▼
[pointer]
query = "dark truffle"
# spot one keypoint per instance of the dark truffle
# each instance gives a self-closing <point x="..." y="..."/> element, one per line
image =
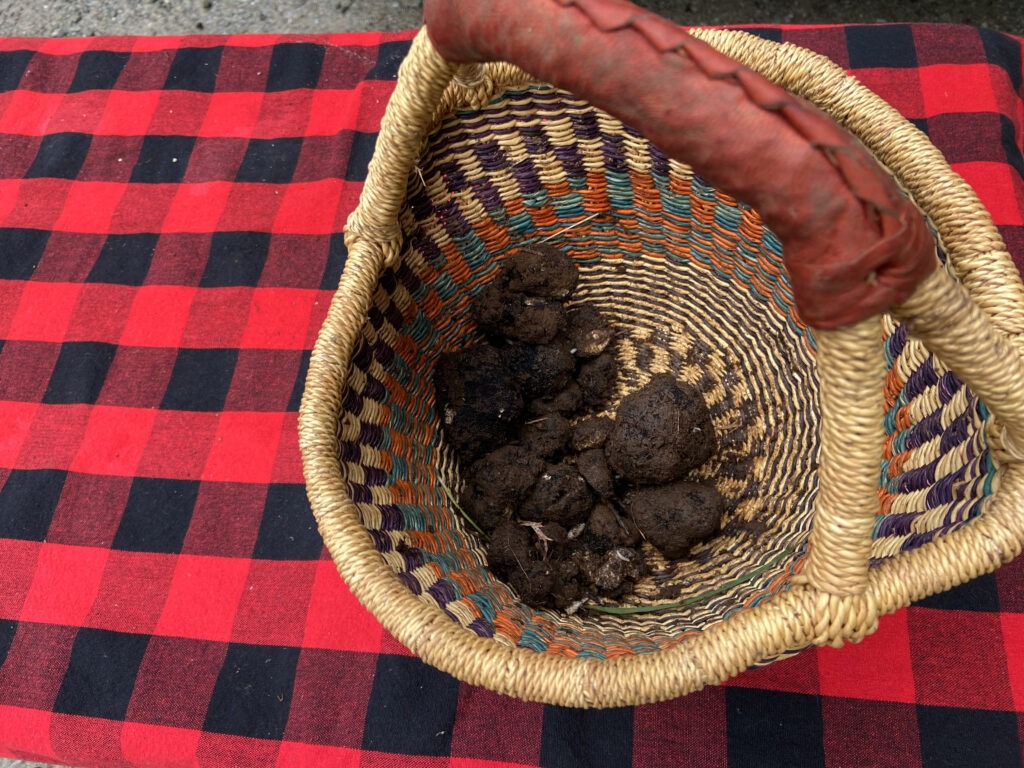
▲
## Work required
Can you output the listing above exactly as it appears, line for line, but without the picture?

## Completed exercise
[pointer]
query = "dark truffle"
# spot one keypoint per instance of the dark truffle
# each instance gives a self-closing <point x="..." y="..."/> element, one per line
image =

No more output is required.